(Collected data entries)
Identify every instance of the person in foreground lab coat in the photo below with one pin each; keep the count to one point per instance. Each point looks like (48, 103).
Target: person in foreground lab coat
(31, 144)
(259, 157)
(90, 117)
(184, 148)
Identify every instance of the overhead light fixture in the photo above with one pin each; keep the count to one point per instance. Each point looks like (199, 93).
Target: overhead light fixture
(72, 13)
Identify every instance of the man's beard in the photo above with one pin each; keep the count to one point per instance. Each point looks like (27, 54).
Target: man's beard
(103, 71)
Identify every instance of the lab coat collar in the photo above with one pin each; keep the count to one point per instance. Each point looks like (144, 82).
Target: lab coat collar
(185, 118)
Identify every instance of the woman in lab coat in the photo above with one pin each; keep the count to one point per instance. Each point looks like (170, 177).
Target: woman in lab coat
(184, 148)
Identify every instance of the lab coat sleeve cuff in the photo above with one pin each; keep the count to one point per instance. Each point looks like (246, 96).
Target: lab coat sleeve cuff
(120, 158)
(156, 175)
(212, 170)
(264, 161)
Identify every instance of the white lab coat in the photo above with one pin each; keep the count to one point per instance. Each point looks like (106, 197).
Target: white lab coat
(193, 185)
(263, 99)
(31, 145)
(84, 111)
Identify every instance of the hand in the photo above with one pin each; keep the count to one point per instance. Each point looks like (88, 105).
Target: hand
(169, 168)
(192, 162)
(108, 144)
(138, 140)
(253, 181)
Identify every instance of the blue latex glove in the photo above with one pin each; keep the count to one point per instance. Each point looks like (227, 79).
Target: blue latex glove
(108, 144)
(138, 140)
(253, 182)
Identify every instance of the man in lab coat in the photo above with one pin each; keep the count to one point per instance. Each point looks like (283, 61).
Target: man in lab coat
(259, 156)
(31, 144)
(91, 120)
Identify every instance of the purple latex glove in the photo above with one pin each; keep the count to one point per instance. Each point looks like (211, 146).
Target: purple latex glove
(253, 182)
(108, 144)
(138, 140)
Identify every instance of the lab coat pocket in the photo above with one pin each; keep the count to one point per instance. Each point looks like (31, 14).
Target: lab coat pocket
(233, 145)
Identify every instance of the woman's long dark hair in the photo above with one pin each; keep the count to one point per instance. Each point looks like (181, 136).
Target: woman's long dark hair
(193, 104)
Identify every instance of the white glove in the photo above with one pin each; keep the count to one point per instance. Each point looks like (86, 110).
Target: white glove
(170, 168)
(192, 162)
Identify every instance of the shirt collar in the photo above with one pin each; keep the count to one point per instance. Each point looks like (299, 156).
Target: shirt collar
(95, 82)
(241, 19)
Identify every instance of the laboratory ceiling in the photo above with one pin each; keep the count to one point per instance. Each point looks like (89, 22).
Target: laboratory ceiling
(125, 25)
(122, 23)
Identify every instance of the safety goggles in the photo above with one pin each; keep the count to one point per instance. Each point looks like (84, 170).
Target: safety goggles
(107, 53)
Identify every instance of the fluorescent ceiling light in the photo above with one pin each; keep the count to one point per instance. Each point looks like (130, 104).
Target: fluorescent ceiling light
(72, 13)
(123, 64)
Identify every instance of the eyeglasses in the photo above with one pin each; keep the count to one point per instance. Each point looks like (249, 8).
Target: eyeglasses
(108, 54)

- _What is being asked_:
Render the records as a Markdown table with the columns "No." and "Record line," numbering each row and skipping blank lines. Begin at the line that contains "Identify every instance of the fluorescent" and continue through the end of the records.

- _Reply to the exercise_:
| No. | Record line |
|---|---|
| 1 | Identify every instance of the fluorescent ceiling light in the photo above with one pin each; keep the count to one point per instance. Each point looks like (130, 104). |
| 2 | Target: fluorescent ceiling light |
| 3 | (72, 13) |
| 4 | (123, 64) |
| 5 | Identify every instance of the eyeglasses in the photo above with one pin each; keep the count to one point per instance. Each point looks like (249, 8). |
| 6 | Target: eyeglasses |
| 7 | (108, 54) |